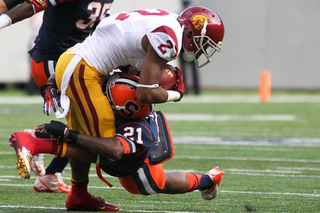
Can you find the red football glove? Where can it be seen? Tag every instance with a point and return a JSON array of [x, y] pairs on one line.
[[179, 85], [51, 96]]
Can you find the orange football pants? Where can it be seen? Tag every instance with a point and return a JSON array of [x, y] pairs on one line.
[[149, 179]]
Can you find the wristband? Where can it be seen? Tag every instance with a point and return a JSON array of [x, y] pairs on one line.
[[5, 21], [11, 3], [73, 136], [173, 95]]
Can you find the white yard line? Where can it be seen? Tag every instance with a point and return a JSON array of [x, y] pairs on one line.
[[294, 98], [226, 117]]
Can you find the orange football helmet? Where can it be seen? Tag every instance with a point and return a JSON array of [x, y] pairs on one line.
[[202, 34], [121, 93]]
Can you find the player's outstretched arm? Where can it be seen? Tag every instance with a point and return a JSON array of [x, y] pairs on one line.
[[6, 5], [109, 148], [16, 14]]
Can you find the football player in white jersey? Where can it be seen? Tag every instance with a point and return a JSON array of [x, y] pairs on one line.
[[140, 42]]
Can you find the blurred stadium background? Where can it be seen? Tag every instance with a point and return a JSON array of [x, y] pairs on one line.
[[279, 36]]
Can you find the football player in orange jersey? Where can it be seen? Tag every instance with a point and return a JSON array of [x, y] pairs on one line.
[[143, 141], [65, 23]]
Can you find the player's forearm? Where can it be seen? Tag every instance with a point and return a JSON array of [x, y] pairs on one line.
[[105, 147], [3, 7], [20, 12], [16, 14]]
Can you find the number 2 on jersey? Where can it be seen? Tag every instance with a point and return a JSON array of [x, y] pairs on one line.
[[100, 11]]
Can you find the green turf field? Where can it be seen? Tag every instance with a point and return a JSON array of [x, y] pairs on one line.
[[269, 153]]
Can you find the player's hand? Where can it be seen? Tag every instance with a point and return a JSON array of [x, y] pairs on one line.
[[179, 85], [51, 97], [56, 129], [36, 3]]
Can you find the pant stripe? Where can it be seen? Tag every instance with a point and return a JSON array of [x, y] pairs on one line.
[[145, 182], [92, 109], [78, 100]]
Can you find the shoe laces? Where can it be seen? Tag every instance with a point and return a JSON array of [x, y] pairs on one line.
[[59, 176], [38, 158]]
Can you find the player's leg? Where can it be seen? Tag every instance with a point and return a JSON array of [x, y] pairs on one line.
[[91, 114], [147, 180], [208, 184], [41, 71]]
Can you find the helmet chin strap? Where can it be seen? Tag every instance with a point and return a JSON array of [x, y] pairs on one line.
[[188, 56]]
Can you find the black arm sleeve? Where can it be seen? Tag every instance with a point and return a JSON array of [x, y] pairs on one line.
[[11, 3]]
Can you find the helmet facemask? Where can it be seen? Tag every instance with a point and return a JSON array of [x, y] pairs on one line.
[[206, 47]]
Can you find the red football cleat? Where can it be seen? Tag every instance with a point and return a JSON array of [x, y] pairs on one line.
[[37, 162], [51, 183], [23, 145], [216, 175]]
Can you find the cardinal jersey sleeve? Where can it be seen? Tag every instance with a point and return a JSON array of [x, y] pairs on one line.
[[40, 5]]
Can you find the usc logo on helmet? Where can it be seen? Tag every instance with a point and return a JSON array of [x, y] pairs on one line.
[[198, 20], [169, 73]]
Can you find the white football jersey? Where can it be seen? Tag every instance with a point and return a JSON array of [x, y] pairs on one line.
[[117, 39]]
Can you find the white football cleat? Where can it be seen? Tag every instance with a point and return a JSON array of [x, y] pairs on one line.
[[216, 175], [37, 164], [51, 183]]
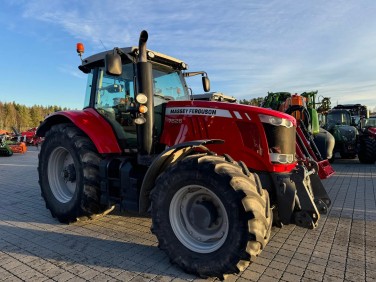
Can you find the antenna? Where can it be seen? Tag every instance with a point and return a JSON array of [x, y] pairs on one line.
[[103, 45]]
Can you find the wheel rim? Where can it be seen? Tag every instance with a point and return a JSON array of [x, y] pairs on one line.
[[61, 174], [199, 219]]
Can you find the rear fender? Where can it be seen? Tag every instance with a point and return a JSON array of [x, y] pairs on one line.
[[91, 123], [165, 159]]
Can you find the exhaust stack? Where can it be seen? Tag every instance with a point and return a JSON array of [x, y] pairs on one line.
[[145, 86]]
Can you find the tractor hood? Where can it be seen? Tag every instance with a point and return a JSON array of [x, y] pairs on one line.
[[263, 137]]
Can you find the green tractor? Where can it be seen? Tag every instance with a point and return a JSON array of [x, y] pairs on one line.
[[353, 137]]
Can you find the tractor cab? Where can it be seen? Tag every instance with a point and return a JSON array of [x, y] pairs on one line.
[[114, 82]]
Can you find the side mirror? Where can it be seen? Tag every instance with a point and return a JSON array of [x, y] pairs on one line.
[[113, 63], [206, 83]]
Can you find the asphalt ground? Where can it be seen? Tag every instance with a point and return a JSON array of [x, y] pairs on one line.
[[120, 247]]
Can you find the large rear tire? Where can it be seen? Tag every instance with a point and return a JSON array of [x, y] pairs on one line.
[[69, 174], [367, 151], [209, 216]]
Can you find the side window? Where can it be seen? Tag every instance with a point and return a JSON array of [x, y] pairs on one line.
[[115, 95], [168, 86], [88, 89], [115, 101]]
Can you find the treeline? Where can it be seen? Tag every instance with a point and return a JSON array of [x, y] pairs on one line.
[[22, 117]]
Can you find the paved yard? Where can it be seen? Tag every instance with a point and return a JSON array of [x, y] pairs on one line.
[[120, 247]]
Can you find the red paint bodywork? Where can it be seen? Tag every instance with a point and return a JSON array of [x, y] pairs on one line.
[[90, 122], [239, 125]]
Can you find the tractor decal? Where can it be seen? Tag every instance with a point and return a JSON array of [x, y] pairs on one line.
[[198, 111]]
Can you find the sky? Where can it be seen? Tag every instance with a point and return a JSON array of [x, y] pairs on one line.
[[247, 47]]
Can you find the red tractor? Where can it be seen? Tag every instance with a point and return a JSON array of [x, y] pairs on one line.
[[212, 175]]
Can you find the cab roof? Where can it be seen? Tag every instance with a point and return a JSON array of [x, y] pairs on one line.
[[130, 54]]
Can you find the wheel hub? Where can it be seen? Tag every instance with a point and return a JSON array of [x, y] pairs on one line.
[[203, 214], [199, 219], [69, 173]]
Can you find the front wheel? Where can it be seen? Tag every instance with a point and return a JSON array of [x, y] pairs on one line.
[[367, 151], [69, 174], [209, 217]]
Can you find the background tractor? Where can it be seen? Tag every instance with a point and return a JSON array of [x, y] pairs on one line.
[[348, 124], [213, 176]]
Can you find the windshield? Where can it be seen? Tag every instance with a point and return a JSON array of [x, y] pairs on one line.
[[168, 85], [339, 118], [370, 122]]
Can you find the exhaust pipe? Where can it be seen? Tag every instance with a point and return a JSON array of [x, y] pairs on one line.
[[145, 86]]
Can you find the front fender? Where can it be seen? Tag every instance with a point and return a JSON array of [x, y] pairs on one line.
[[91, 123], [166, 158]]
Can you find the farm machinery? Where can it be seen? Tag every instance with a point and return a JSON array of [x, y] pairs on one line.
[[11, 144], [314, 145], [5, 150], [353, 136], [213, 176]]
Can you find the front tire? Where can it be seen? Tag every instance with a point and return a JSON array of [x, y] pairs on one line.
[[69, 174], [209, 217]]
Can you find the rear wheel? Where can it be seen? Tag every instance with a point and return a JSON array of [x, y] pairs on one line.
[[69, 174], [367, 151], [209, 217]]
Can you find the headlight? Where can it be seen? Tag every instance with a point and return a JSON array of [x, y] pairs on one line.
[[276, 121], [281, 158]]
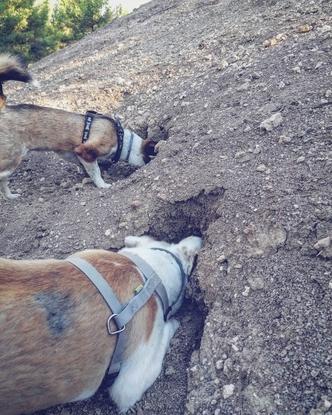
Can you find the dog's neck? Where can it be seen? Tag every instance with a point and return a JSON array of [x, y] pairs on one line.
[[167, 270], [132, 149]]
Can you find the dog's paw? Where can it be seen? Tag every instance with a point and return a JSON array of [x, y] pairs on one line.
[[104, 185], [12, 196]]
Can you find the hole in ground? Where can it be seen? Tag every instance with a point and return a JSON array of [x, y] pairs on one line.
[[175, 221]]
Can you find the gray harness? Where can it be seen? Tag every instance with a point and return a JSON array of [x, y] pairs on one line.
[[123, 313]]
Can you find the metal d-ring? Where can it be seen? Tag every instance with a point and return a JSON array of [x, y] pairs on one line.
[[109, 325]]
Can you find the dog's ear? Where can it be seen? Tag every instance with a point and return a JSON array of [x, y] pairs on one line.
[[149, 149], [87, 152]]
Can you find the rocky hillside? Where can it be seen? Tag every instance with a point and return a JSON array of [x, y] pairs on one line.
[[240, 93]]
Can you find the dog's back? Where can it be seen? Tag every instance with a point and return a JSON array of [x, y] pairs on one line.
[[53, 340]]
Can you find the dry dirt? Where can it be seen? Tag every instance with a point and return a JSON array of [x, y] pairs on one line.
[[241, 93]]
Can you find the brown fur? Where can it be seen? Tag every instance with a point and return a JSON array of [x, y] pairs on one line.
[[30, 127], [54, 343], [2, 102]]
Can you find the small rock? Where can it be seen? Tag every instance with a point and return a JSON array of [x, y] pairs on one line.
[[272, 122], [284, 139], [261, 168], [246, 291], [256, 283], [86, 180], [228, 390], [296, 69], [305, 28], [136, 204], [273, 41], [323, 243], [219, 364], [221, 258], [170, 371]]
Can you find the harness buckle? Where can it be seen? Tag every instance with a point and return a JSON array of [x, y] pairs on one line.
[[109, 325]]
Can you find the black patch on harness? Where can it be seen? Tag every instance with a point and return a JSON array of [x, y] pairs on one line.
[[58, 309]]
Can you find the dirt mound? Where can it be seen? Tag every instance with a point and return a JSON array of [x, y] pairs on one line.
[[240, 93]]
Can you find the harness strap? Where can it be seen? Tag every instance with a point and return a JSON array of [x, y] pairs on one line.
[[130, 146], [88, 120], [153, 284], [122, 314], [184, 278]]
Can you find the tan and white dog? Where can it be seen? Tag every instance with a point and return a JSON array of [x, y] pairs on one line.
[[74, 136], [54, 345]]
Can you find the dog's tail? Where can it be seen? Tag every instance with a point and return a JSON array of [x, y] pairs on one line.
[[13, 69]]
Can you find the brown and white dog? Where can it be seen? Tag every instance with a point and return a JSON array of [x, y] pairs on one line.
[[54, 346], [30, 127]]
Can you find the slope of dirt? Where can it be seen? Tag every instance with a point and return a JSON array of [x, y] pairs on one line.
[[241, 94]]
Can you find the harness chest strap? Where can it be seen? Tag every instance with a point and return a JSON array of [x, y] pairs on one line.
[[123, 313], [88, 120]]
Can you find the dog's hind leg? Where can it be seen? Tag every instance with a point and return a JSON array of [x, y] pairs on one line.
[[4, 189], [93, 171], [143, 367]]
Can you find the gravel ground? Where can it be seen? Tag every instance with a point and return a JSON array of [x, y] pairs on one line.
[[240, 92]]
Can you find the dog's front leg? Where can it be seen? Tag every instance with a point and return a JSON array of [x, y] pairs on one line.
[[93, 171], [143, 367], [5, 191]]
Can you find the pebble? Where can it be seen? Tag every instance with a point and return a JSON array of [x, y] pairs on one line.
[[228, 390], [219, 364], [136, 204], [256, 283], [222, 258], [323, 243], [305, 28], [296, 69], [246, 291], [284, 139], [170, 371], [272, 122], [261, 168]]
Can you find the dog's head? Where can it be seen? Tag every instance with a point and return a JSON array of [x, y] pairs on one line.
[[186, 250]]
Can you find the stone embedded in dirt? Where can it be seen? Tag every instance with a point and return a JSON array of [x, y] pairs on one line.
[[261, 168], [284, 139], [228, 390], [273, 41], [305, 28], [324, 247], [135, 204], [272, 122], [169, 371], [301, 159], [256, 283]]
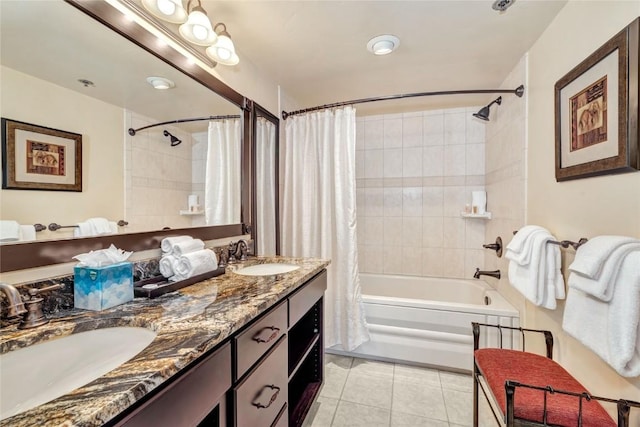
....
Word for word, restate the lines from the line with "Can you find the brown and" through the last line of the entries, and nothing beyond them. Omit pictures.

Exercise solution ▸
Can you find the brown and white dog? Where can it be seen? Tag every instance with a point and return a JSON array of [x, y] pairs on one line.
[[54, 346], [30, 127]]
Can you find the slope of dirt? Where can it be seen? Tag every instance with a point and return a JSON array of [x, y] pairs on one line.
[[241, 94]]
Can you find the harness chest strap? Where can it be seen? Tag every instance with a point and return a JSON array of [x, y] pairs on one line.
[[123, 313], [88, 120]]
Can you find the dog's hind leg? Where can it be seen? Tag every instance with a point and return a JSON array of [x, y] pairs on one line.
[[4, 189], [93, 171], [143, 367]]
Can you find the gravel ground? Where can it be seen? Tag every instance with a point and return a JSON array of [x, y] pairs on one line.
[[240, 92]]
Can you find the dog's front leg? Where can it be seen? Tag every instance with a point and return a JSON array of [x, y] pairs on one line.
[[93, 171], [143, 367], [5, 191]]
Can you find the pebble? Where can it be seen? Tag every instance with a point and return a JSON array of [x, y] pairs on one line.
[[228, 390], [219, 364], [136, 204], [256, 283], [222, 258], [323, 243], [305, 28], [296, 69], [246, 291], [284, 139], [170, 371], [272, 122], [261, 168]]
Can you find the dog's head? Where can it be seen? Tag every instance with a point and return a JSON array of [x, y] pairs on one line.
[[186, 250]]
Can you find the stone embedded in dirt? Where can it be seen? Tag every instance with a point and return a JSON array of [x, y] pairs on one line.
[[261, 168], [284, 139], [228, 390], [273, 41], [305, 28], [324, 247], [135, 204], [272, 122], [169, 371], [301, 159], [256, 283]]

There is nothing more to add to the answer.